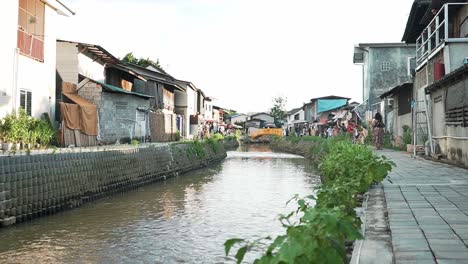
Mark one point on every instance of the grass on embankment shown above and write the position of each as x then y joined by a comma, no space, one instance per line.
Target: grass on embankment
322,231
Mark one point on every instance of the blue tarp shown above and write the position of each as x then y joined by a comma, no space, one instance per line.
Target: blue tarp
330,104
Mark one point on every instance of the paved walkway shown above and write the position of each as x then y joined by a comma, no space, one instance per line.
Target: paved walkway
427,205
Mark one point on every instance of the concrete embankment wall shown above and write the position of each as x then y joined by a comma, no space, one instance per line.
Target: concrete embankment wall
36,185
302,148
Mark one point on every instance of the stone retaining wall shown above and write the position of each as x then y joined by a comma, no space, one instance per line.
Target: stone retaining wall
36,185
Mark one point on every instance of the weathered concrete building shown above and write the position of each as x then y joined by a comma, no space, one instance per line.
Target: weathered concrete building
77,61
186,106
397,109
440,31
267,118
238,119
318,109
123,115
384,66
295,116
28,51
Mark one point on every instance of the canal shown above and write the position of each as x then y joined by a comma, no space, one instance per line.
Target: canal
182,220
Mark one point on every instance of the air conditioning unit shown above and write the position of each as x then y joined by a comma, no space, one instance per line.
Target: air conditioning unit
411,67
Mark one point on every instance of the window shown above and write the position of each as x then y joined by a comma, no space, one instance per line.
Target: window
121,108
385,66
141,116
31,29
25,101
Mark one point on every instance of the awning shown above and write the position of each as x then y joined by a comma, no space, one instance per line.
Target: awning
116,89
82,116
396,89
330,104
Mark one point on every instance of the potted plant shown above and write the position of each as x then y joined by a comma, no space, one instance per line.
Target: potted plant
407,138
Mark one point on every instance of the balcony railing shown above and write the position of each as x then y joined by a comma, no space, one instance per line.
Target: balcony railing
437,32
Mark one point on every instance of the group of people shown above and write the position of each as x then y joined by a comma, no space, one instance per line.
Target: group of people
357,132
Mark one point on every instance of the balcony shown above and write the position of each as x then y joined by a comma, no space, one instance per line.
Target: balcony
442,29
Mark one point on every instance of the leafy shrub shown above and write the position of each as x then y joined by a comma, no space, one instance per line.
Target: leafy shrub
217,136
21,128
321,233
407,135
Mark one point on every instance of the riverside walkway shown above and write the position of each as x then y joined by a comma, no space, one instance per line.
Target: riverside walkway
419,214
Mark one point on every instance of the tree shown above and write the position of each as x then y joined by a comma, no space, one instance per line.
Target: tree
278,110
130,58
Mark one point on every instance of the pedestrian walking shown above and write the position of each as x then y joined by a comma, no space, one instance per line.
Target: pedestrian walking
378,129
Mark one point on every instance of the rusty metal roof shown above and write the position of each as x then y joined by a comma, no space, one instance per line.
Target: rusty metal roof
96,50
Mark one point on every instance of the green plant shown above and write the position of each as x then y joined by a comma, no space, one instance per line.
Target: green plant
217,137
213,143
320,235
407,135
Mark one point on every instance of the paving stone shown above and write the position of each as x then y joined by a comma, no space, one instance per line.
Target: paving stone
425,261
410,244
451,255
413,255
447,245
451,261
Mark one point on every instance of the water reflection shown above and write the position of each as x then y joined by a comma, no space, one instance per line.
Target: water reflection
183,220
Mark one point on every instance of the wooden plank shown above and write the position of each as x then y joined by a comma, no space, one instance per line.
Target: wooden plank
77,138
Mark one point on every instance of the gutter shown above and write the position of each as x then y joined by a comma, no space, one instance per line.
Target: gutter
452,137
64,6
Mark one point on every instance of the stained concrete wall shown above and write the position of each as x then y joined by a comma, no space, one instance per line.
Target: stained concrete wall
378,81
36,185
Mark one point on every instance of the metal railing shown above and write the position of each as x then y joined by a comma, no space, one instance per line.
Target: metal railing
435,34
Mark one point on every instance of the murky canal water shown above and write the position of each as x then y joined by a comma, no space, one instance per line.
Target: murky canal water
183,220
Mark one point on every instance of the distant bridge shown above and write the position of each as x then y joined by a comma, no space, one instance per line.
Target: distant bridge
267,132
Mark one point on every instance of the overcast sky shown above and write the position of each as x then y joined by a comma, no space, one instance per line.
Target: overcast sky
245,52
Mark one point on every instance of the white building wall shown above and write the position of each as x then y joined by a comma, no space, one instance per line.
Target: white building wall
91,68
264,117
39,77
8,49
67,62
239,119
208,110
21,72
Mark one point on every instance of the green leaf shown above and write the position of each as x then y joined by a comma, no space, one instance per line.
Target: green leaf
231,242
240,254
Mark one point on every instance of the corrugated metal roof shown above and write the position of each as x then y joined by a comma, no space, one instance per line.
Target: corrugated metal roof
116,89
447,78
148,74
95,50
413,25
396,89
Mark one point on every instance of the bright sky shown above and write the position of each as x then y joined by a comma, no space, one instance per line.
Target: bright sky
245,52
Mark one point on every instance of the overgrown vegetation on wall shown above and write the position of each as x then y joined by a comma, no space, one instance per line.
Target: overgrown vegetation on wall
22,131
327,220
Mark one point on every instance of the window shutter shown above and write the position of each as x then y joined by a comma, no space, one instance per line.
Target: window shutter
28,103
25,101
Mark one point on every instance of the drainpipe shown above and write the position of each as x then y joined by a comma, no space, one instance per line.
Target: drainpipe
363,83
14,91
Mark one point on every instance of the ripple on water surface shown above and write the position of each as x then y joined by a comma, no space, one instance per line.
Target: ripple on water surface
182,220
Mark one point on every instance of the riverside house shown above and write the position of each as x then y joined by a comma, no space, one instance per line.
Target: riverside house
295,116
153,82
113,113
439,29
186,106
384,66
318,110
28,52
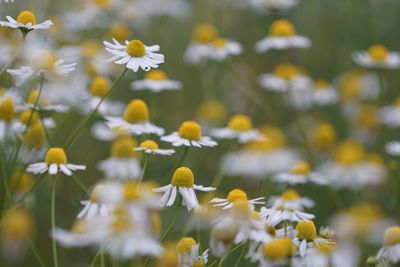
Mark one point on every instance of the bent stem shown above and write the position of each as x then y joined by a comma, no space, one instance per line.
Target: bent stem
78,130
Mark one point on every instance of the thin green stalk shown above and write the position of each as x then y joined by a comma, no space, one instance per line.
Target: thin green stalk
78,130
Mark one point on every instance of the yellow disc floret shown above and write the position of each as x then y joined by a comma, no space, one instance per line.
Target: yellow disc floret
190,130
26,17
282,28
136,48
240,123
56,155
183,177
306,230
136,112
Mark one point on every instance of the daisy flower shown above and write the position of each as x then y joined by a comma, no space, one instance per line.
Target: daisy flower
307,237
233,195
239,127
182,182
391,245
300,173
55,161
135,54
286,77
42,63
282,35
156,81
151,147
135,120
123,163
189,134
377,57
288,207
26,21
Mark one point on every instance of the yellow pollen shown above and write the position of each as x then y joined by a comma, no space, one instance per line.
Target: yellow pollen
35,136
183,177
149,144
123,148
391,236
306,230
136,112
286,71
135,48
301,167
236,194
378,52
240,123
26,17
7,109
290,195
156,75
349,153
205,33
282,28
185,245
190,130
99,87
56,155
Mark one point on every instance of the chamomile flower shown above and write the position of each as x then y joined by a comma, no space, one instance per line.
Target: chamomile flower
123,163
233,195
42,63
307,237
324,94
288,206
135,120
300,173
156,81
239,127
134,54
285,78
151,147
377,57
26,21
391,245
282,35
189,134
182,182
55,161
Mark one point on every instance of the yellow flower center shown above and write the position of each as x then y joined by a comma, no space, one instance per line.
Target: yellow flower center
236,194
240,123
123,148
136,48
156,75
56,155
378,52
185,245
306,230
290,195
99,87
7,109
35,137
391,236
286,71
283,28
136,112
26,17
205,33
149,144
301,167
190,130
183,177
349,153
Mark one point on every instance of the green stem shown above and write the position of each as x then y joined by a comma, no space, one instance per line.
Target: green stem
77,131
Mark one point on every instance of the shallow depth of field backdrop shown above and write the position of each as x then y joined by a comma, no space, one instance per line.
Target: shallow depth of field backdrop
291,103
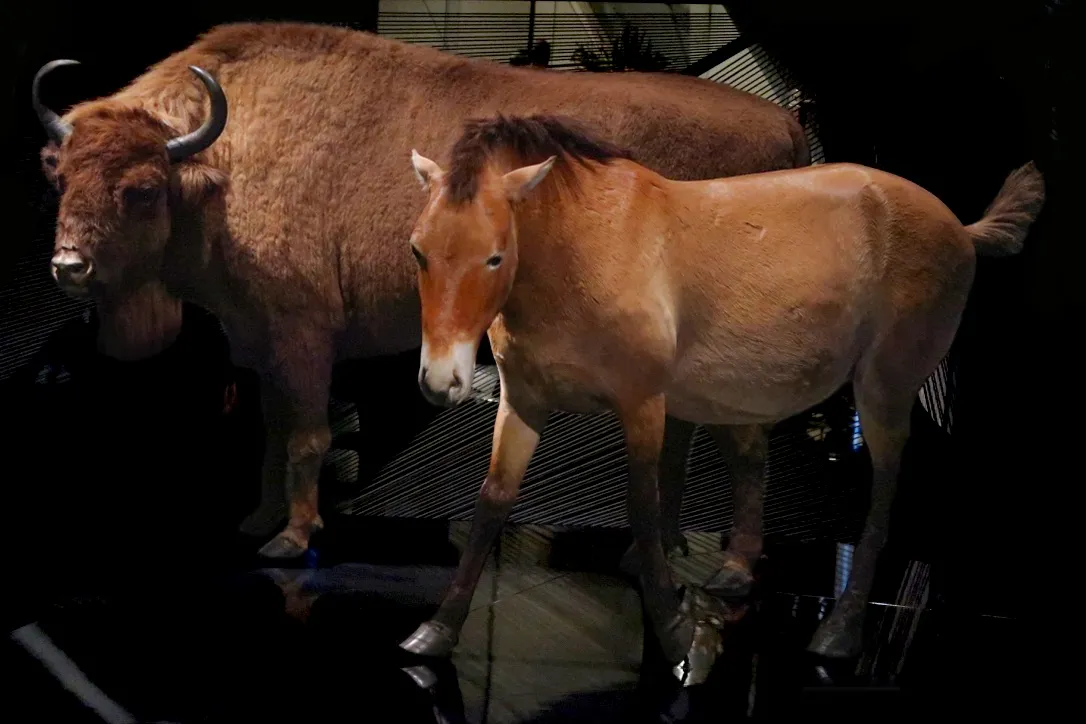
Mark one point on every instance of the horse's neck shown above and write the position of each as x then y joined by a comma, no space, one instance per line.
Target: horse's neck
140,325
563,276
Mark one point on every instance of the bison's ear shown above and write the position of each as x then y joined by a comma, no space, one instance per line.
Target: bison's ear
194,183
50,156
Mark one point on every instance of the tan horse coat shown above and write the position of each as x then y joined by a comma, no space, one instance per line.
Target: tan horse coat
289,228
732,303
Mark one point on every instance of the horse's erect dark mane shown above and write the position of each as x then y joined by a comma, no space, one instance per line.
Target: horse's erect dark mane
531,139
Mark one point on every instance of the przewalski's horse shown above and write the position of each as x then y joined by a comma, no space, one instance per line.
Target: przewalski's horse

....

WHAT TO WORK ON:
Through the last line of the entries above, beginning at the line containing "Mark one point on every instance of the tan", transcribe each line exactly, both ends included and nothing more.

EXERCISE RESULT:
Mark one point on every instance of the tan horse coat shown above and write the position of each as x then y joined by a comma, no space, one instance per line.
Target: tan horse coat
289,228
732,303
Mark one point on every instance of the horse's erect dark mane shown above and write the position of each as x then y joined by a comma, no space, one instance per line.
Target: horse's erect dark mane
531,139
Mark one point on every instance of the przewalski's horse shown above and write the position of each as x then y joined by a comma, no space, one instance per line.
Target: przewalski's horse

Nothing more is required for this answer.